WORK INSTRUCTIONS:
[A] Answer these questions using the text on Bahai applicants to Iran's universities:
(i) What label did most Bahai applicants find on their papers when the entrance examination results were announced?
(ii) What happened to the leaders of Iran's Bahai community a few months earlier?
(iii) According to the text, what can these applicants not prove, which keeps them from pursuing their cases in court?
[B] Write the next part of the text on Bahai applicants to Iran's universities, picking up after its final sentence.
===== GIVEN TEXT =====
Right from the first hours when the results of Iran’s national university entrance examinations were announced last July, most Bahai applicants were dismayed to see the label “Incomplete Application” on their papers after they had registered their personal information on the online application form.
At this moment, there is still no accurate, complete and official information about the number of Bahai applicants who have met this condition. With the leaders of Iran’s Bahai community behind bars (they were arrested and imprisoned as a group a few months ago), it is perhaps not eve possible to gather such data. But in any case, Incomplete Application is a bizarre substitute for a report or score card to be given to a candidate for higher education! This is because if a person’s application lacks essential data, then he or she would not be issued a registration card to even participate in the national entrance exam. In these cases, these applicants had been issued such cards and had taken the test.
Categorizing these applicants with this label makes it impossible for them to pursue their cases at the national courts of law or even foreign courts because they cannot prove what the missing or wrong documents are.
===== RECORD EXCERPTS =====
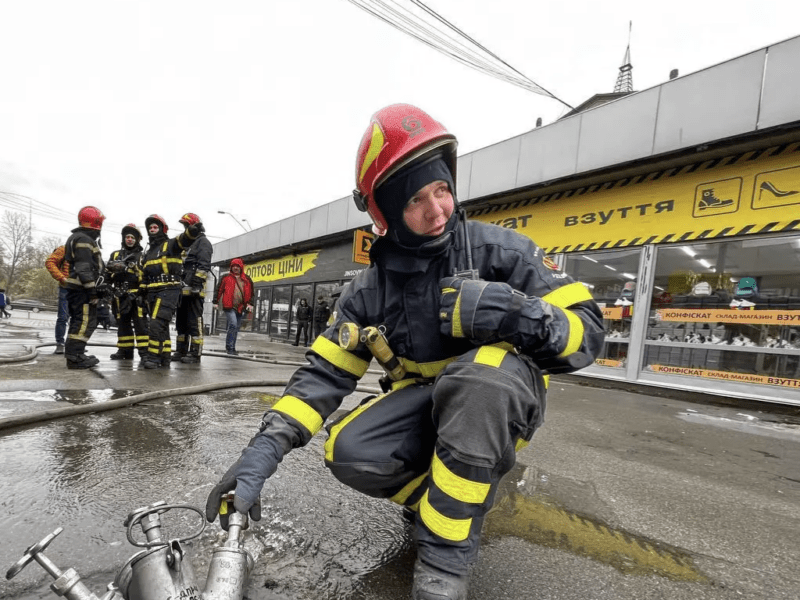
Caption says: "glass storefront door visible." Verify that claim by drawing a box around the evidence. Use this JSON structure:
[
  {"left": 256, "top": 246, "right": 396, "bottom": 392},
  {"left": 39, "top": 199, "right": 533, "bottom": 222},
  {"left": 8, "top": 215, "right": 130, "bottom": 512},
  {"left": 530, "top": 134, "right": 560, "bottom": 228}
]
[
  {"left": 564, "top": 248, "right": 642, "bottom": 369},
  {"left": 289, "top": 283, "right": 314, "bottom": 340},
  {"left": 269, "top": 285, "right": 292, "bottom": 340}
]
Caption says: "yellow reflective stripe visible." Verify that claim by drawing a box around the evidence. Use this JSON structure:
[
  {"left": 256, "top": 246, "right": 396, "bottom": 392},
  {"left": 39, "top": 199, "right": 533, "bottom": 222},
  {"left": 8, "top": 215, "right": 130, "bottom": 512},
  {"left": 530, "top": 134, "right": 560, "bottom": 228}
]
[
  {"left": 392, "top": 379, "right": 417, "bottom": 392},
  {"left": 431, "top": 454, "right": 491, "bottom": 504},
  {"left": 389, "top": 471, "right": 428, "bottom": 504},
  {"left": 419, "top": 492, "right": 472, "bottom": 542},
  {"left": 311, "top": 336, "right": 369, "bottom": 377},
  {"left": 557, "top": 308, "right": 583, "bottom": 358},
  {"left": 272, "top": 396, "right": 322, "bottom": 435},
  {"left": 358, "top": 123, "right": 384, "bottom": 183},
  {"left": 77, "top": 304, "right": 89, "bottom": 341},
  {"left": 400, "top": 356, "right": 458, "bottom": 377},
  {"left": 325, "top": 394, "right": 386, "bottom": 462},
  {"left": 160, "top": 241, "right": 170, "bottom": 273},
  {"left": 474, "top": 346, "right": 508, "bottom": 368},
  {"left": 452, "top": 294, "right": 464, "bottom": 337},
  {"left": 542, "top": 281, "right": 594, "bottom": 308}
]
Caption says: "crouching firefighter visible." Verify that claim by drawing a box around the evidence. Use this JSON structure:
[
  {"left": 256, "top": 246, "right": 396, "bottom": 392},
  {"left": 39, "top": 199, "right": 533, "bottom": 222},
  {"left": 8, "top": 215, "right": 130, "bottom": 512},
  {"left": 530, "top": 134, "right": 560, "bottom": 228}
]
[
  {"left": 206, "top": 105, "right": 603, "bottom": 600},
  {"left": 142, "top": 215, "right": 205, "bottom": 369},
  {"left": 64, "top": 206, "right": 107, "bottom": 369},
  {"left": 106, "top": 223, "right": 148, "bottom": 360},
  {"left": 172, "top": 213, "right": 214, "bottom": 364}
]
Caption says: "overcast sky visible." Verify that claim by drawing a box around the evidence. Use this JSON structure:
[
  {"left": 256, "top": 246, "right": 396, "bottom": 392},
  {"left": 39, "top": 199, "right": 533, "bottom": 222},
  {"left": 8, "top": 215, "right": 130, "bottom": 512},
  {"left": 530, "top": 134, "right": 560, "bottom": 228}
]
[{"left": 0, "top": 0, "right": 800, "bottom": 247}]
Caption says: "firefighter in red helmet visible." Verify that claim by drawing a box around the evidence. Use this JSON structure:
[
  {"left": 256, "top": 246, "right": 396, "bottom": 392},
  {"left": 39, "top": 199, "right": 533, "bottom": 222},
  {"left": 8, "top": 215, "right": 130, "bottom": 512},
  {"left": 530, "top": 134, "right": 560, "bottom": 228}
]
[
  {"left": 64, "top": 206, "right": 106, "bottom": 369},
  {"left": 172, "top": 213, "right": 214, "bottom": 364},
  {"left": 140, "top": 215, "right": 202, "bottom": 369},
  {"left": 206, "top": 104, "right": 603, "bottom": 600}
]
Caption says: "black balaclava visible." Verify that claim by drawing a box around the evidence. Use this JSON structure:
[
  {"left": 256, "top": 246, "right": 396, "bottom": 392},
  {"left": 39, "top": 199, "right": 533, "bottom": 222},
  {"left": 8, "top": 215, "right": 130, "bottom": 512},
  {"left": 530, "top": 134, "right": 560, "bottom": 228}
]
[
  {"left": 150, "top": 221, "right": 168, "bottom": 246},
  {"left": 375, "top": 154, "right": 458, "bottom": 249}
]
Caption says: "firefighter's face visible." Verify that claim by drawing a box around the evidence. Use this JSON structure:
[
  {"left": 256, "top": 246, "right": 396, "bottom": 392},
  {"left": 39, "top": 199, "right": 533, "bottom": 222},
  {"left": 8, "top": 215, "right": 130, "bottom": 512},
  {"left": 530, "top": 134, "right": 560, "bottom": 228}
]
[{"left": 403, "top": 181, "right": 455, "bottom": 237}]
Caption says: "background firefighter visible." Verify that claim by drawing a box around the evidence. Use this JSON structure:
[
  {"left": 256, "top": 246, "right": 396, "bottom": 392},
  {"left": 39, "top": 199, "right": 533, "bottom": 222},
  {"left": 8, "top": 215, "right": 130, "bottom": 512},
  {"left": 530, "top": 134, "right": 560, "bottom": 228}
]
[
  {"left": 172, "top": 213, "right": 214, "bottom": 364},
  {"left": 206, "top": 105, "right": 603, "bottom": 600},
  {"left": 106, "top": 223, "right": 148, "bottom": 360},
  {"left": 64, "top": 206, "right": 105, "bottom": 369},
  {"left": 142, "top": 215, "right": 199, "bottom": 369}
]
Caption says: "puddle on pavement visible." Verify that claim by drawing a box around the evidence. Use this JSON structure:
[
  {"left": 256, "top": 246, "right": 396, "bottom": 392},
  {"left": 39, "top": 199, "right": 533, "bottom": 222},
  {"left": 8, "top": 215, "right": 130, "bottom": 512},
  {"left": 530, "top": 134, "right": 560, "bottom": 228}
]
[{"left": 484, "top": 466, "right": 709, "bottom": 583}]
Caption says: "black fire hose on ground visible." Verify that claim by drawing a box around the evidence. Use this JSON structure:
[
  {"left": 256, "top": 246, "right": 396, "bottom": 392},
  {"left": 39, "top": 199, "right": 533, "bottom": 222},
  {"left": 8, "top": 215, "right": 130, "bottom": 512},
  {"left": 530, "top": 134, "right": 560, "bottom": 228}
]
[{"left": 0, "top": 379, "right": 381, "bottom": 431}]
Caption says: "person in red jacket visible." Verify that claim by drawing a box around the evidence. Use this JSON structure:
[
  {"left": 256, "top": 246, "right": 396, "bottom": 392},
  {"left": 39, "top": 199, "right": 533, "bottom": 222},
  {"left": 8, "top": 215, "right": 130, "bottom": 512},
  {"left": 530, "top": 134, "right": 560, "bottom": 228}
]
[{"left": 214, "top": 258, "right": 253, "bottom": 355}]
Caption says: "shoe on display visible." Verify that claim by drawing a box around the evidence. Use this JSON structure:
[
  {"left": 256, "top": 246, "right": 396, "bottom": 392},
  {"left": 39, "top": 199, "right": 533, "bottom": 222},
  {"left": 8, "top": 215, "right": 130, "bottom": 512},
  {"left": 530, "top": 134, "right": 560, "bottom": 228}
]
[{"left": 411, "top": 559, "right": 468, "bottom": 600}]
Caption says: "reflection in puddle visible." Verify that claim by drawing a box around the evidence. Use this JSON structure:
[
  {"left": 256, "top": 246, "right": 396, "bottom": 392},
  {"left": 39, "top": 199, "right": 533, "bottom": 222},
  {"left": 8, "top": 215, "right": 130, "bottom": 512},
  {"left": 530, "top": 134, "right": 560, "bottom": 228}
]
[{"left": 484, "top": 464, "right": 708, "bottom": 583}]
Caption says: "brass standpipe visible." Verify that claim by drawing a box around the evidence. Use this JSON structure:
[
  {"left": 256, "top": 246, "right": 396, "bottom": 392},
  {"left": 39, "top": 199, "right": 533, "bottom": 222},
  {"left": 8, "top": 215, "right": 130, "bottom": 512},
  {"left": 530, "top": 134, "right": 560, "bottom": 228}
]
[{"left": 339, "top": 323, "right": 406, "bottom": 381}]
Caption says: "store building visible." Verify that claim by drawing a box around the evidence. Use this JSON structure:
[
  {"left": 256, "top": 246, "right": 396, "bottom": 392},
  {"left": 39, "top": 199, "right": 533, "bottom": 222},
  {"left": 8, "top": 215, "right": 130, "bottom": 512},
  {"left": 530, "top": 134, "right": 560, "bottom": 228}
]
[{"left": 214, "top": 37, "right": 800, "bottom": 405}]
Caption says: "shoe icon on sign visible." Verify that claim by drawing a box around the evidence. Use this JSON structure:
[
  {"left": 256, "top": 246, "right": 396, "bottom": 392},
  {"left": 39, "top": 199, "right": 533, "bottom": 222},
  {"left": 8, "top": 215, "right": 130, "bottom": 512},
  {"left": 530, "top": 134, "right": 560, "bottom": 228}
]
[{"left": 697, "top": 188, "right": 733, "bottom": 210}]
=====
===== RECORD EXCERPTS =====
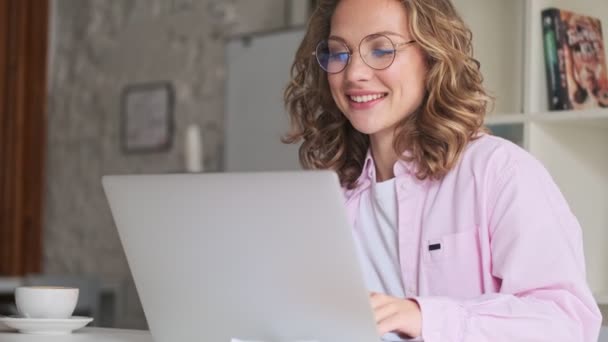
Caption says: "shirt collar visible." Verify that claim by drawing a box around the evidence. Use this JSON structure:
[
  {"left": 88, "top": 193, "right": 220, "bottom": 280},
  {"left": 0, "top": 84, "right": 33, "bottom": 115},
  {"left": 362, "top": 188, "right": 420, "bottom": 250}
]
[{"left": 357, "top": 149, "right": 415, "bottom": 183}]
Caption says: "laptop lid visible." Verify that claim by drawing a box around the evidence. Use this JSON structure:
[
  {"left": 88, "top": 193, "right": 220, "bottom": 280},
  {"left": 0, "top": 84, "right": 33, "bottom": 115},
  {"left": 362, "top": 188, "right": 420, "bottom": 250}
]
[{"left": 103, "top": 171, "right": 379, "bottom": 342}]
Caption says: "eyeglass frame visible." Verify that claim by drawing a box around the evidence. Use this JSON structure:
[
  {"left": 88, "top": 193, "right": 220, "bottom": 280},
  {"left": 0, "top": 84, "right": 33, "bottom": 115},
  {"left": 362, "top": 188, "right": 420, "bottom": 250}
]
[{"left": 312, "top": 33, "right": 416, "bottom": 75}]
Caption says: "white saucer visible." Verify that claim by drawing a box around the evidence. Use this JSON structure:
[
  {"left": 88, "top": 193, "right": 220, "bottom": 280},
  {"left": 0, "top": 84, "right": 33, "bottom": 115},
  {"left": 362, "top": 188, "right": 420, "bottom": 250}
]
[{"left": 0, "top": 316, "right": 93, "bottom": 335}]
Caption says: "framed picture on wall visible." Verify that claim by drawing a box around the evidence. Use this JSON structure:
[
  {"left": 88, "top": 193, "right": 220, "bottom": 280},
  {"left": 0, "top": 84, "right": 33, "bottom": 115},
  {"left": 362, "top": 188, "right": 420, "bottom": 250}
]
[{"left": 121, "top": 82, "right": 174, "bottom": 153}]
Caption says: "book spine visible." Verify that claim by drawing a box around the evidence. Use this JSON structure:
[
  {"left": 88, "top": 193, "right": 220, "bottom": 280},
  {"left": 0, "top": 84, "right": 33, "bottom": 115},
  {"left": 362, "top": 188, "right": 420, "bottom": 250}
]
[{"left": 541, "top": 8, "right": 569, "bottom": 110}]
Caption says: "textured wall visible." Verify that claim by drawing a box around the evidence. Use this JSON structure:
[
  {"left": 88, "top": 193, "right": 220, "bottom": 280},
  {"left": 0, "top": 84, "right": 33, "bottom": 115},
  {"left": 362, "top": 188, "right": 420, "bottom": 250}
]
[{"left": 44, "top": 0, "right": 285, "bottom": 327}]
=====
RESPONSES BY TASK:
[A]
(i) "Incomplete Application."
(ii) They were arrested and imprisoned as a group.
(iii) They cannot prove what the missing or wrong documents are.

[B]
Similar situations had been announced last year for Bahai applicants and the extensive follow up of those cases had not produced any results. So it appears that this year too, a similar outcome my await the current rejectees, which means that many potential talents and students will be deprived of higher education, a basic personal right.
The constitution of the Islamic republic of Iran has provisions that make the government responsible for providing free education to every person in the country up to high school, while also facilitating free higher education. But since the 1979 revolution, we have witnessed the expulsion of almost all Bahai students from Iranian universities because of their religious beliefs, while other Bahais were denied admission to any domestic university. But as of four years ago, when apparently Bahai’s have been allowed to enter Iranian universities, many are deprived of continuing their education on different grounds such as incomplete applications. Others that manage to get in have been expelled for being a Bahai.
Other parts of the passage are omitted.